**SUMBER**

════════════════

Ap.umsida.ac.id – Transformasi digital dalam pelayanan publik kini menjadi pilar penting reformasi birokrasi di Indonesia.
Salah satu bentuk nyata dari upaya ini hadir melalui implementasi Sistem Informasi Manajemen Nikah (SIMKAH) di Kantor Urusan Agama (KUA) Kecamatan Candi, Kabupaten Sidoarjo.
Penelitian yang dilakukan oleh Lailul Mursyidah MAP, dosen Program Studi Administrasi Publik Universitas Muhammadiyah Sidoarjo (Umsida), mengungkap bahwa SIMKAH berhasil meningkatkan efisiensi dan kualitas layanan administrasi pernikahan di tingkat kecamatan.
Langkah Nyata Digitalisasi Pelayanan Publik

Menurut Lailul, SIMKAH tidak hanya menjadi inovasi teknologi, tetapi juga wujud nyata dari penerapan e-government dalam sektor keagamaan.

════════════════

**SOAL LATIHAN**
1) Tulis ulang bagian artikel tentang SIMKAH di antara "Penelitian yang dilakukan" dan "dalam sektor keagamaan.", termasuk kedua ujungnya, dengan mengganti "efisiensi" menjadi "kecepatan".
2) Salin tanpa perubahan baris-baris data mulai dari baris yang memuat "Expected behavior: point out the dark" sampai baris terakhir data, keduanya termasuk.
Artikel tentang SIMKAH ini tidak berhubungan dengan baris-baris data.

════════════════

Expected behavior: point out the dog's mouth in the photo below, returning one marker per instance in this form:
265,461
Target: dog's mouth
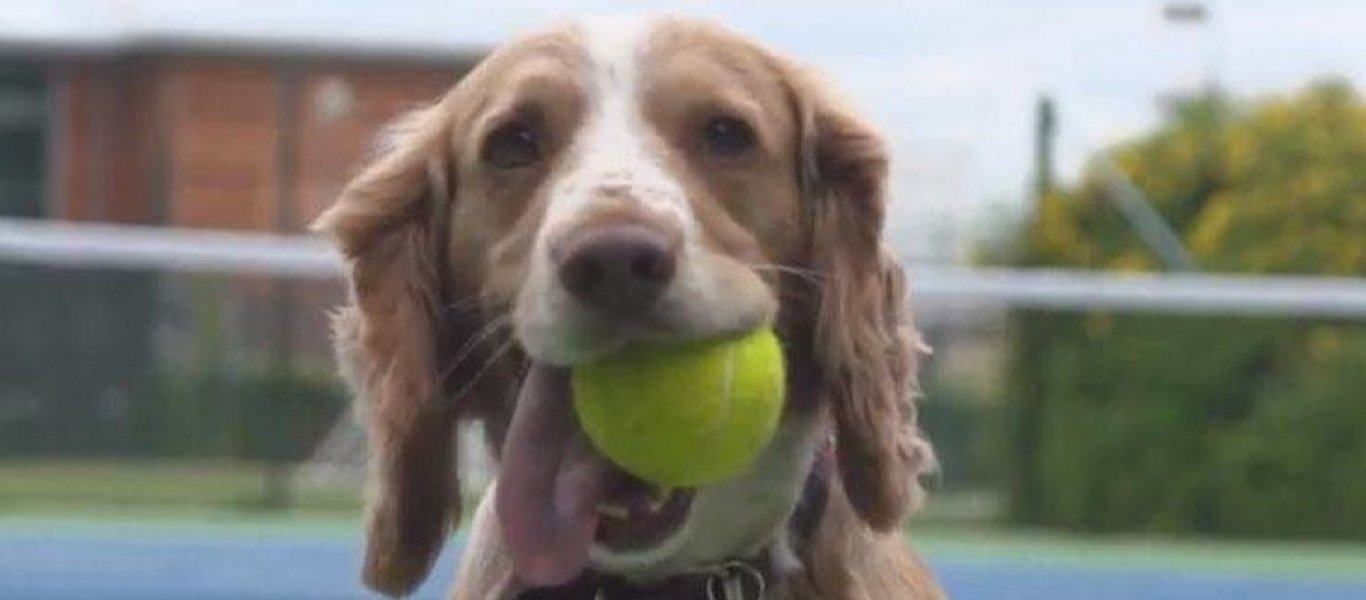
558,496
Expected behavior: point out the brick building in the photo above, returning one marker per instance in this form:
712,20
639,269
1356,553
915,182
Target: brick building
197,133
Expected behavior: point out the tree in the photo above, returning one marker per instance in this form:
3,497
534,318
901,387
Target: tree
1159,423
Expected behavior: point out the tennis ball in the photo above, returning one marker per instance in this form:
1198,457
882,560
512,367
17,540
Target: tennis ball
683,416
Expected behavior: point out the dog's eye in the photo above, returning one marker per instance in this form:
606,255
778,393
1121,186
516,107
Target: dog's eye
512,145
727,135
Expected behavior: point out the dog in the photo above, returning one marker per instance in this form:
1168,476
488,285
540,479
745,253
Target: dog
604,183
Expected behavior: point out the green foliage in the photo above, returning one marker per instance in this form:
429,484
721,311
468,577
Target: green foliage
1197,424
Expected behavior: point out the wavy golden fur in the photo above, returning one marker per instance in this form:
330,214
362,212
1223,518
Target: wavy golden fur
425,336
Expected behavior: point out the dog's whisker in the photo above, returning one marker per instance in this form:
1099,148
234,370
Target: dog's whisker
493,358
807,275
462,304
476,341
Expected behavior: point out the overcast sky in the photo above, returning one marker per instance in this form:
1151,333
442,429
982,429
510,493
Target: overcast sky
952,82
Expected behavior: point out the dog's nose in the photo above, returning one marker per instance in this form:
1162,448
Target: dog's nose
620,269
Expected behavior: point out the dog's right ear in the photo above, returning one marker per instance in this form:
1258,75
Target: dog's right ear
391,224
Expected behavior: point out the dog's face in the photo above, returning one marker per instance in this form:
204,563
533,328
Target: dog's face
594,186
629,181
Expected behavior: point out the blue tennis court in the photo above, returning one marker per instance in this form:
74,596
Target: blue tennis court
119,561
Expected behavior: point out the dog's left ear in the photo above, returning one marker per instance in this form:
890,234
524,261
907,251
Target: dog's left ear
863,343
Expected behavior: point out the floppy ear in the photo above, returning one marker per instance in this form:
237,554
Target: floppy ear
392,336
865,346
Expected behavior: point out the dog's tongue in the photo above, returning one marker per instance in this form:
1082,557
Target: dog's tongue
549,483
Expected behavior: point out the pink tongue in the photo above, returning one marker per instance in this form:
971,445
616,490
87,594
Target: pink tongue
549,484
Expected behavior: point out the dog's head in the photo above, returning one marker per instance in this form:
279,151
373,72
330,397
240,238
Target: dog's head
594,186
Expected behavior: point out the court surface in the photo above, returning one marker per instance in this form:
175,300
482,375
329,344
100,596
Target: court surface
62,559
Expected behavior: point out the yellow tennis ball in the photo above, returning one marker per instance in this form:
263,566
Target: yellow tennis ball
683,416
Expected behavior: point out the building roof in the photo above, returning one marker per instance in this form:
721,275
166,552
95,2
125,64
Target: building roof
399,29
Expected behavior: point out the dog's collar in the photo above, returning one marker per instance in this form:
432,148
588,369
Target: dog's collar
730,580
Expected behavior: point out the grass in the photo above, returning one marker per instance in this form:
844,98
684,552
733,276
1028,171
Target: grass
94,487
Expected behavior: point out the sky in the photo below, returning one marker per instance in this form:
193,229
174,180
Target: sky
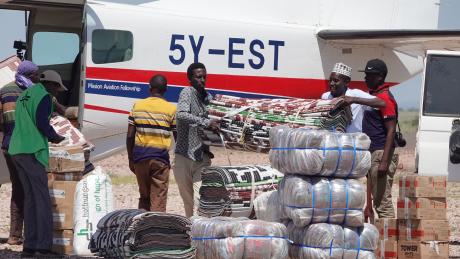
407,93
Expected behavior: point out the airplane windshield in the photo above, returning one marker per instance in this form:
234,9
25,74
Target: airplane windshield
442,86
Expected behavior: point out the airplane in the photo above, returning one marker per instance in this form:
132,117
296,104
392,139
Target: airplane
106,51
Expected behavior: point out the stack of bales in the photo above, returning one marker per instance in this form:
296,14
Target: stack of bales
320,200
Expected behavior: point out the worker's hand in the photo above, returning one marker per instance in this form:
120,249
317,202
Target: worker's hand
131,165
58,139
383,169
368,213
215,125
348,100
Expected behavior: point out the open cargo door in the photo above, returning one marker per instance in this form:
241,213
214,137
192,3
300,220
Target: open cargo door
55,40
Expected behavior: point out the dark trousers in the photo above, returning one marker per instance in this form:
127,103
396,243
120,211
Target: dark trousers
38,218
17,200
152,179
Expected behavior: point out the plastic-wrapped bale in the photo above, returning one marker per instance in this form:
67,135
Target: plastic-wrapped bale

════════════════

**HASIL PER TUGAS**
1)
Penelitian yang dilakukan oleh Lailul Mursyidah MAP, dosen Program Studi Administrasi Publik Universitas Muhammadiyah Sidoarjo (Umsida), mengungkap bahwa SIMKAH berhasil meningkatkan kecepatan dan kualitas layanan administrasi pernikahan di tingkat kecamatan.
Langkah Nyata Digitalisasi Pelayanan Publik

Menurut Lailul, SIMKAH tidak hanya menjadi inovasi teknologi, tetapi juga wujud nyata dari penerapan e-government dalam sektor keagamaan.

2)
Expected behavior: point out the dark trousers in the photo above, returning one marker per instance in this form:
127,103
396,243
120,211
Target: dark trousers
38,218
17,200
152,179
Expected behavior: point out the plastic-wrapped bale in the photo above, returning one marker per instance in this form:
67,135
Target: plastic-wrapped bale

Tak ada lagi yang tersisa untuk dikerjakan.